### Given instruction
Return every line in the records below that contains the string "white", reproducing each line in full.

[Records for this task start]

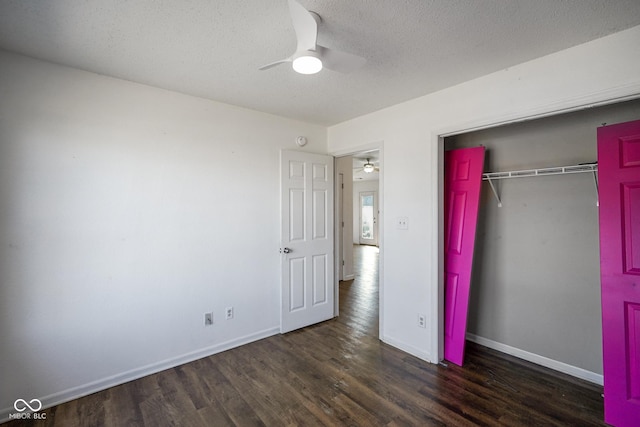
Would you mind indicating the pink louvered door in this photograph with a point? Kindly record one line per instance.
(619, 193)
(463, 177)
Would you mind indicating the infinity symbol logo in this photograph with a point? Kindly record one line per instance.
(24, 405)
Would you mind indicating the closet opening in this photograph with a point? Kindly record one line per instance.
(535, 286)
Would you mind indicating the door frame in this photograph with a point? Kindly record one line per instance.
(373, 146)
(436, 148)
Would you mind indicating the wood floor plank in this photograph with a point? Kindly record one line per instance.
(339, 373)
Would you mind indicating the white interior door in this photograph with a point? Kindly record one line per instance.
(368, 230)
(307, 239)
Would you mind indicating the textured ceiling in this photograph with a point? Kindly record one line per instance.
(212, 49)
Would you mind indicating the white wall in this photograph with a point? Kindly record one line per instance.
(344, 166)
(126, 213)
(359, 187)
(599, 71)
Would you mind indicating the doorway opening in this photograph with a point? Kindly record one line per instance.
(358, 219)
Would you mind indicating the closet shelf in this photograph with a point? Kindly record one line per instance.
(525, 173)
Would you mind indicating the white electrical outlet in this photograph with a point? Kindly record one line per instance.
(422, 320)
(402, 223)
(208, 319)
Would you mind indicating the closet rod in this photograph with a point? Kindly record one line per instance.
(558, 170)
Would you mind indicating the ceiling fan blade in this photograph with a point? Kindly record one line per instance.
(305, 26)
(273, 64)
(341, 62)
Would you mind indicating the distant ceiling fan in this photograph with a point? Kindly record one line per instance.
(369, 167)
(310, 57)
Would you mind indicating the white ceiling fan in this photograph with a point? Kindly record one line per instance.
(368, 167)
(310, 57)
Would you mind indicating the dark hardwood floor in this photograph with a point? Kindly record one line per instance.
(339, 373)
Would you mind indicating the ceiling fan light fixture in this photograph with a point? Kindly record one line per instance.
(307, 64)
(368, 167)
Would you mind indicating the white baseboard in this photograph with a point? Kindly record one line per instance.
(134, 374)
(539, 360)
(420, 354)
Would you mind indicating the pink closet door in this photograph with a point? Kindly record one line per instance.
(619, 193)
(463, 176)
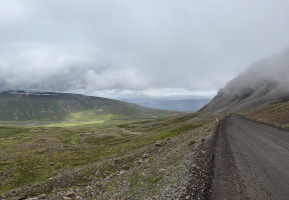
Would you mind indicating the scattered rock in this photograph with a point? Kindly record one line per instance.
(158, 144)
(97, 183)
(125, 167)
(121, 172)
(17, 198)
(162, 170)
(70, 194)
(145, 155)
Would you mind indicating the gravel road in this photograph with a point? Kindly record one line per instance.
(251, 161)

[Records for this task end]
[Records for this task start]

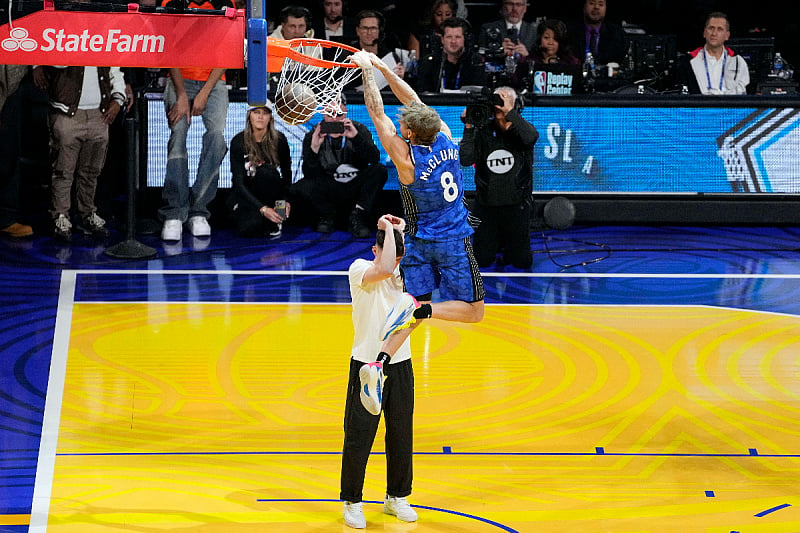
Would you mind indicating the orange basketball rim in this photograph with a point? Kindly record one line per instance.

[Records for this task end]

### Output of the exercise
Would you mind indicating the white interior door in this photograph with a point? Kindly record one line per instance.
Would you mind indicating the white wall in this photograph with a point? Kindly record one line per instance.
Would you mind indicating the white electrical outlet in this photograph with a point? Kindly record one line per instance.
Would you mind indicating the white ceiling fan in this photograph with a point? Kindly record one line per instance.
Would you mind indicating the white baseboard in this photograph with a point? Kindly record one line per instance.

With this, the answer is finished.